*What to work on*
Answer these questions about the DeepStream pipeline post below:
1. Which lettered alternative is to "develop a custom gstreamer pluging to do the tiling"?
2. What batch-size does the pipeline set for nvstreammux?
3. What width and height does the capsfilter named crop_caps0 specify?

*Document segment*

+++

What is the most efficient way to implement this modification?
I am considering these alternatives:
A) Config nvifer as secongary and artificially inyect the boundiboxes using probes before the mux
B) Using nvdspreprocess to extract the tiles
C) develop a custom gstreamer pluging to do the tiling
Are all this options feasible?
Which one makes more sense?
Any other alternative?
Deepstream pipeline:
gst-launch-1.0 nvarguscamerasrc sensor_id=0 \
! “video/x-raw(memory:NVMM)” ! nvvideoconvert src-crop=“0:0:1920:1200” ! “video/x-raw(memory:NVMM),format=NV12,width=1920,height=1200” ! \
! nvv4l2decoder name=decoder_rtsp0 ! nvvideoconvert name=crop0 \
! capsfilter name=crop_caps0 caps=“video/x-raw,width=1920,height=1200” \
! tee name=tee0 \
tee0. ! queue name=infer_queue0 ! mux.sink_0 nvstreammux name=mux width=1920 height=1200 batch-size=1 batched-push-timeout=40000 ! nvinfer config-file-path=‘…./deploy/nvinfer_config.txt’ ! nvstreamdemux name=demux demux.src_0 ! appsink name=infer_appsink0 \
tee0. ! queue name=image_queue0 ! nvvideoconvert name=convert0 ! jpegenc name=jpegenc0 ! appsink name=image_appsink0
Are the 40 inferences the same model or 40 different models?

+++

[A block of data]

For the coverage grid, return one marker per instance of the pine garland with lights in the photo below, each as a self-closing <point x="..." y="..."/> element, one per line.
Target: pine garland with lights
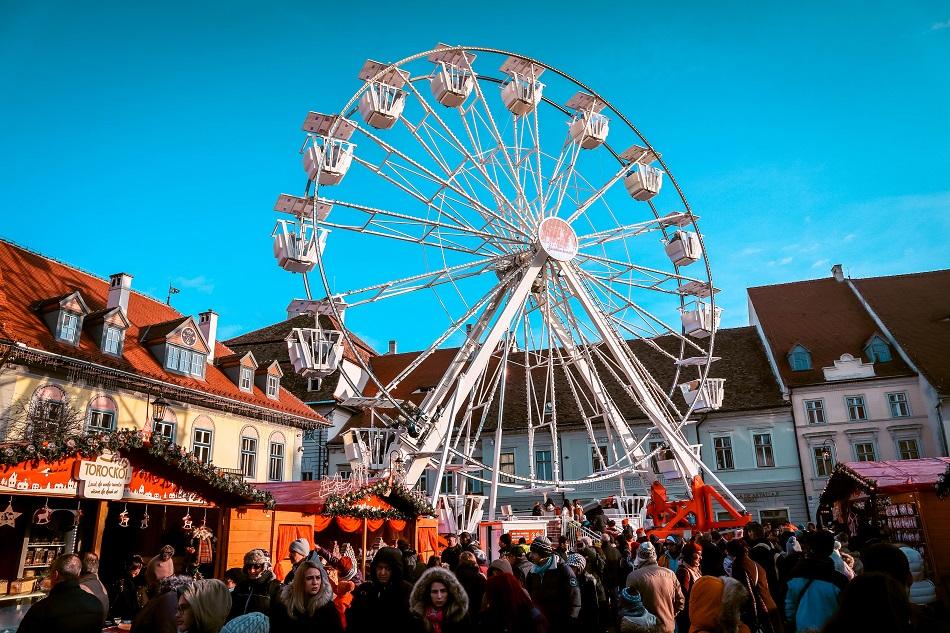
<point x="348" y="504"/>
<point x="124" y="441"/>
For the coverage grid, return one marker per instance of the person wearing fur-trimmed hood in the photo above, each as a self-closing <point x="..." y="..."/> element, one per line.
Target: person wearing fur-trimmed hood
<point x="307" y="603"/>
<point x="439" y="604"/>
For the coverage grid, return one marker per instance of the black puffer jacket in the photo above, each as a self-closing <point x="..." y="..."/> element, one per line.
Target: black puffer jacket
<point x="254" y="594"/>
<point x="379" y="607"/>
<point x="325" y="619"/>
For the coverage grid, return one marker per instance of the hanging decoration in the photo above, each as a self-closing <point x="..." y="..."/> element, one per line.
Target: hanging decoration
<point x="8" y="516"/>
<point x="43" y="515"/>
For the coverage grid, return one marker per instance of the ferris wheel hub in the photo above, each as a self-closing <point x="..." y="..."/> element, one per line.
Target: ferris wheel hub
<point x="557" y="239"/>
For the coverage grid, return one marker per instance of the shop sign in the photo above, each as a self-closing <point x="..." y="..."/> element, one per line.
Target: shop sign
<point x="104" y="478"/>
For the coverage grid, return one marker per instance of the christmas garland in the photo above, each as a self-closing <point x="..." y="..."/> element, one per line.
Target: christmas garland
<point x="348" y="504"/>
<point x="126" y="440"/>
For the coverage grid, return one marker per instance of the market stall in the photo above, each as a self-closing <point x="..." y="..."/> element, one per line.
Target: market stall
<point x="76" y="493"/>
<point x="896" y="499"/>
<point x="333" y="514"/>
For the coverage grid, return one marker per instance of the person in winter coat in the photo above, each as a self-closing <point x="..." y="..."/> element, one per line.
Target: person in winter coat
<point x="815" y="587"/>
<point x="553" y="587"/>
<point x="471" y="579"/>
<point x="382" y="602"/>
<point x="307" y="603"/>
<point x="761" y="611"/>
<point x="715" y="604"/>
<point x="658" y="587"/>
<point x="592" y="595"/>
<point x="67" y="608"/>
<point x="203" y="607"/>
<point x="508" y="608"/>
<point x="159" y="614"/>
<point x="688" y="573"/>
<point x="258" y="588"/>
<point x="438" y="604"/>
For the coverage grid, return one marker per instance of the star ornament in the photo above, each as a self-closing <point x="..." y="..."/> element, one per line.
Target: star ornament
<point x="8" y="516"/>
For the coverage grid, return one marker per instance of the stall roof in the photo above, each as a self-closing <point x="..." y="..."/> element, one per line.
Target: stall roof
<point x="888" y="477"/>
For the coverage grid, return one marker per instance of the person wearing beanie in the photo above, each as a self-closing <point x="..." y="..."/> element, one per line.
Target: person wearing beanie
<point x="657" y="586"/>
<point x="715" y="604"/>
<point x="299" y="550"/>
<point x="553" y="587"/>
<point x="382" y="602"/>
<point x="250" y="623"/>
<point x="814" y="588"/>
<point x="438" y="603"/>
<point x="258" y="588"/>
<point x="593" y="599"/>
<point x="203" y="607"/>
<point x="307" y="603"/>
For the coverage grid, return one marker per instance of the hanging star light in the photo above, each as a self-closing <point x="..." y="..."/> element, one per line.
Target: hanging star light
<point x="8" y="516"/>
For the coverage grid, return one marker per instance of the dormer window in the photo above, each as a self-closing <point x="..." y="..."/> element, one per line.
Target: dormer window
<point x="877" y="350"/>
<point x="799" y="358"/>
<point x="273" y="387"/>
<point x="244" y="383"/>
<point x="68" y="328"/>
<point x="184" y="361"/>
<point x="112" y="340"/>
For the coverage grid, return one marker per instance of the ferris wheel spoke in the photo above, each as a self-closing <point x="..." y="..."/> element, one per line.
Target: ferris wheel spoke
<point x="427" y="174"/>
<point x="424" y="281"/>
<point x="597" y="195"/>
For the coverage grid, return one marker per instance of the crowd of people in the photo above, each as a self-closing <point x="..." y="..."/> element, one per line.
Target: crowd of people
<point x="619" y="580"/>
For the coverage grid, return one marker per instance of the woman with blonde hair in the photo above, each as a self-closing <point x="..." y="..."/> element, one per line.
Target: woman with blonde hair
<point x="203" y="607"/>
<point x="306" y="604"/>
<point x="439" y="604"/>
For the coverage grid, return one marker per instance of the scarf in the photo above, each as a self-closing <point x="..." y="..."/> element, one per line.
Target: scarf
<point x="435" y="617"/>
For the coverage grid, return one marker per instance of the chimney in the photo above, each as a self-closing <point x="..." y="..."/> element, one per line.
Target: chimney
<point x="120" y="285"/>
<point x="208" y="324"/>
<point x="837" y="272"/>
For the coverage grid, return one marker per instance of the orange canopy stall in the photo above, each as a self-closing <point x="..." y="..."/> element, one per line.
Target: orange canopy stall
<point x="330" y="512"/>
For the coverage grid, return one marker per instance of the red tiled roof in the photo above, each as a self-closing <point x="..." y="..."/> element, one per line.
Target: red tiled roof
<point x="825" y="317"/>
<point x="27" y="277"/>
<point x="916" y="310"/>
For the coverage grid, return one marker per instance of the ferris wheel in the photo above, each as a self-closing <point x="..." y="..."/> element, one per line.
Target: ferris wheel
<point x="530" y="230"/>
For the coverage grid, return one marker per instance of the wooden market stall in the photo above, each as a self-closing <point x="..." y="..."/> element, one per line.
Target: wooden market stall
<point x="898" y="499"/>
<point x="331" y="513"/>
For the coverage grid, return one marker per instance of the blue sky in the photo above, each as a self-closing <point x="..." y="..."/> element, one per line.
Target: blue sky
<point x="153" y="138"/>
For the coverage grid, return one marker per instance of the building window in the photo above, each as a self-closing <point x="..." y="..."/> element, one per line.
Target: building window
<point x="506" y="462"/>
<point x="273" y="386"/>
<point x="815" y="411"/>
<point x="764" y="458"/>
<point x="877" y="350"/>
<point x="112" y="340"/>
<point x="799" y="359"/>
<point x="824" y="461"/>
<point x="908" y="449"/>
<point x="864" y="451"/>
<point x="900" y="408"/>
<point x="595" y="461"/>
<point x="69" y="328"/>
<point x="185" y="361"/>
<point x="201" y="445"/>
<point x="249" y="456"/>
<point x="723" y="446"/>
<point x="856" y="408"/>
<point x="542" y="465"/>
<point x="275" y="471"/>
<point x="776" y="516"/>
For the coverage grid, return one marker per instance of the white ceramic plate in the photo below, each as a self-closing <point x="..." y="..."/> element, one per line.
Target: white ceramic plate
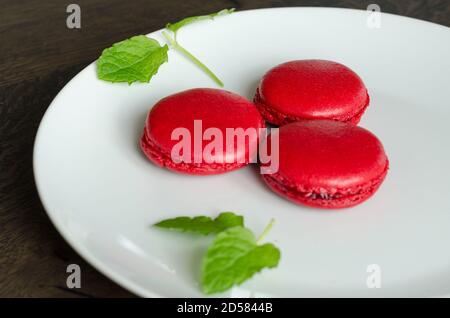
<point x="102" y="194"/>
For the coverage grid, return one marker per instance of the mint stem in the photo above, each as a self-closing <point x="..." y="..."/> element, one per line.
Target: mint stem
<point x="266" y="231"/>
<point x="195" y="60"/>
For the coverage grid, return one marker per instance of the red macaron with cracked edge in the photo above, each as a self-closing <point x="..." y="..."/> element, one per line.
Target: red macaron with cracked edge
<point x="327" y="164"/>
<point x="203" y="115"/>
<point x="311" y="89"/>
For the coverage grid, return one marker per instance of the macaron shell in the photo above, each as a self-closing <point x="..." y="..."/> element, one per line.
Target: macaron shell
<point x="324" y="159"/>
<point x="211" y="108"/>
<point x="311" y="89"/>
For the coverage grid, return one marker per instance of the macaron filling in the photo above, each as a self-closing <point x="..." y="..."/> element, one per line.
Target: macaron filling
<point x="164" y="159"/>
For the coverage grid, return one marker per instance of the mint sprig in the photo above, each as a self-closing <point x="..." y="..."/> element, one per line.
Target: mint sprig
<point x="234" y="256"/>
<point x="177" y="46"/>
<point x="133" y="60"/>
<point x="202" y="224"/>
<point x="137" y="59"/>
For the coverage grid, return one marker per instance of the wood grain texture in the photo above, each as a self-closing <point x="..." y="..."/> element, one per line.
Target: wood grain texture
<point x="38" y="57"/>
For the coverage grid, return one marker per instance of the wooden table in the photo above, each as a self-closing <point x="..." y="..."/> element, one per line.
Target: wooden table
<point x="38" y="56"/>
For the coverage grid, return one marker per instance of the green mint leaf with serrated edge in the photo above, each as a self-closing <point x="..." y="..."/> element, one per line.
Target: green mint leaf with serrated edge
<point x="174" y="27"/>
<point x="234" y="257"/>
<point x="133" y="60"/>
<point x="202" y="224"/>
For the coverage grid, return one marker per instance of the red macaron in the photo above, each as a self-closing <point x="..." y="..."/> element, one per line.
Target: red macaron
<point x="327" y="164"/>
<point x="204" y="116"/>
<point x="311" y="89"/>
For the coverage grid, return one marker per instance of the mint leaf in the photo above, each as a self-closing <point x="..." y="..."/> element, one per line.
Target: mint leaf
<point x="133" y="60"/>
<point x="234" y="257"/>
<point x="174" y="27"/>
<point x="203" y="224"/>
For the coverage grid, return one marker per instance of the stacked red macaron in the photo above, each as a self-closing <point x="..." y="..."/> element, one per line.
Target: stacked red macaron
<point x="324" y="160"/>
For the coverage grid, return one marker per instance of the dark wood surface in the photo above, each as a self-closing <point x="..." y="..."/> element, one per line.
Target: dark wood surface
<point x="38" y="56"/>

+++

*Exercise output*
1. C
2. 1
3. A width of 1920 and a height of 1200